> _TEXTE PRÉSENTÉ_:
Par exemple, la quantité de viande par semaine et par adulte était en 1940, fixée à 360 grammes. Elle passe à 250 grammes en 1941, puis à 120 grammes en 1943 et finalement à peine 60 grammes en 1944. Idem pour le pain qui passe de 350 grammes par jour et par adulte à 275 grammes en mars 1941 ou encore pour le beurre dont la ration est quasiment divisée par deux pour atteindre 110 grammes par semaine en septembre 1941.
Qui dit rareté des biens et des denrées dit inévitablement hausse des prix. Et ces hausses tarifaires sont marquantes. Pour citer quelques produits courants, le litre du lait était vendu en moyenne 1,89 francs en 1938, il s’achète à 2,70 francs en 1942. Le kilo de beurre lui, passe de 21,50 francs à 46 francs et jusqu’à 350 francs en 1944. Cette même et dernière année, la douzaine d’œufs se négocie autour des 150 francs. Depuis le début de la guerre, les prix ne font que s’envoler : +120% pour les oignons, +140% pour les haricots verts et même +380% pour les tomates.
« La pénurie de tout augmente. Les appartements sont froids. On ne peut plus se chauffer. Ceux chez lesquels on va en visite vivent, dans leurs appartements plus ou moins vastes, devant un maigre feu. Ils brûlent trop tôt une provision trop mince et s’effrayent avec raison pour janvier. On maigrit parce qu’à la vérité on ne mange jamais à sa faim. Je dois compter le pain à mes enfants qui sortent de table affamés un temps où ils ont ma fringale. Quelle génération cela fera-t-il ?
Autour de moi, je vois les uns et les autres de plus en plus sombres. Personne ne sort plus. On ne voit plus personne. Des amis me disent qu’ils ne travaillent qu’avec dégoût et n’aboutissent à rien. Notre ruine s’accentue et la tristesse étend partout ses voiles.
L’inquiétude se traduit sous des formes curieuses. J’ai passé hier un moment à l’Hôtel des ventes. Les gens y achetaient n’importe quoi à des prix invraisemblables. On ne veut pas garder d’argent. On croit placer en achetant des saletés à des taux insensés. On ne place même pas son argent en objets d’art. Le moindre sucrier en cristal qui valait deux louis il y a un an s’enlève à mille francs. On croit avoir garé ses fonds quand on a transformé ses billets en un objet quelconque. Tout cela crée un invraisemblable déséquilibre. »
Extrait du Journal Maurice Garçon en date du 19 novembre 1941.
L’impact sur la santé de la population
Même si le marché noir se développe et bénéficie à certains, il joue cependant un rôle très limité. Il est d’une part indirectement sous le contrôle de l’Allemagne mais surtout, il ne touche qu’un très faible nombre de personnes.

> _LISTE AFFICHÉE_:
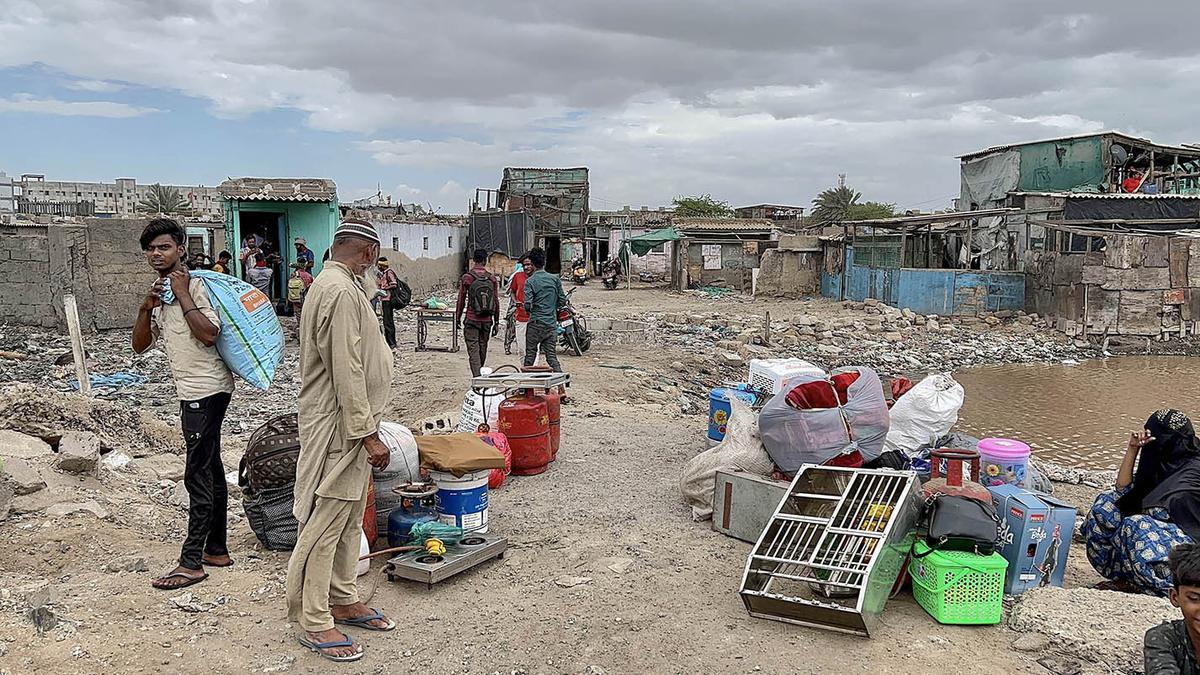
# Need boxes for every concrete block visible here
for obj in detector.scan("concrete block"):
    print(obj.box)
[54,431,100,473]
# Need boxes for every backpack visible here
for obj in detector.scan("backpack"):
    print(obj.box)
[288,274,304,303]
[391,279,413,309]
[467,271,496,316]
[238,413,300,491]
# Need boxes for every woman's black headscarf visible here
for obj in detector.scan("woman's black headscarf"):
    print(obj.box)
[1117,410,1200,542]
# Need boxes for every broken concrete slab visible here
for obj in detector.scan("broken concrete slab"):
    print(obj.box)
[133,451,186,483]
[4,458,46,495]
[104,555,150,573]
[12,490,60,514]
[46,500,108,518]
[54,431,100,474]
[716,352,745,366]
[0,429,54,459]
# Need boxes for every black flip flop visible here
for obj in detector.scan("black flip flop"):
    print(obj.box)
[150,572,209,591]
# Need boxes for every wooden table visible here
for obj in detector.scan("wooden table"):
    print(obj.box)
[415,307,458,352]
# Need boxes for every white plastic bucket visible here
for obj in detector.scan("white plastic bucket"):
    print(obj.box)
[430,471,490,534]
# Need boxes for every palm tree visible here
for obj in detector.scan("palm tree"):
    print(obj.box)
[812,185,863,225]
[138,183,191,215]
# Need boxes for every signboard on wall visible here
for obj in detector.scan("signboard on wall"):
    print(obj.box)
[700,244,721,269]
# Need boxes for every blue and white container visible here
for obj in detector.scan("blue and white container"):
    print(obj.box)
[708,384,758,442]
[430,471,490,534]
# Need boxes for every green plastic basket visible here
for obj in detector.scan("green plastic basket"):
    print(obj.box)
[908,542,1008,625]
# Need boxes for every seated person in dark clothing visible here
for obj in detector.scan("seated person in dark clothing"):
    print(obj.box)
[1142,544,1200,675]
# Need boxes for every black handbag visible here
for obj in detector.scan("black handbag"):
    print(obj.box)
[913,495,1000,557]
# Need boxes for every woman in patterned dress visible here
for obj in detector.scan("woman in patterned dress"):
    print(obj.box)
[1081,410,1200,596]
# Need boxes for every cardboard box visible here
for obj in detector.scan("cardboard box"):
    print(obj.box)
[988,485,1075,596]
[713,471,791,543]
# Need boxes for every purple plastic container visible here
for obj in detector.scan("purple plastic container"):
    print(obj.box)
[979,438,1030,488]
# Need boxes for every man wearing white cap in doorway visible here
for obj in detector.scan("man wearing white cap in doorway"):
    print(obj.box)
[287,220,396,661]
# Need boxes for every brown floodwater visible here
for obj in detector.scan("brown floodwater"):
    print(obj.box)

> _CONSIGNE_: Mettez à jour le texte sur le rationnement en recopiant le passage qui va de "Extrait du Journal" jusqu'à "nombre de personnes.", où "marché noir" devient "marché parallèle".

> _RÉPONSE ATTENDUE_:
Extrait du Journal Maurice Garçon en date du 19 novembre 1941.
L’impact sur la santé de la population
Même si le marché parallèle se développe et bénéficie à certains, il joue cependant un rôle très limité. Il est d’une part indirectement sous le contrôle de l’Allemagne mais surtout, il ne touche qu’un très faible nombre de personnes.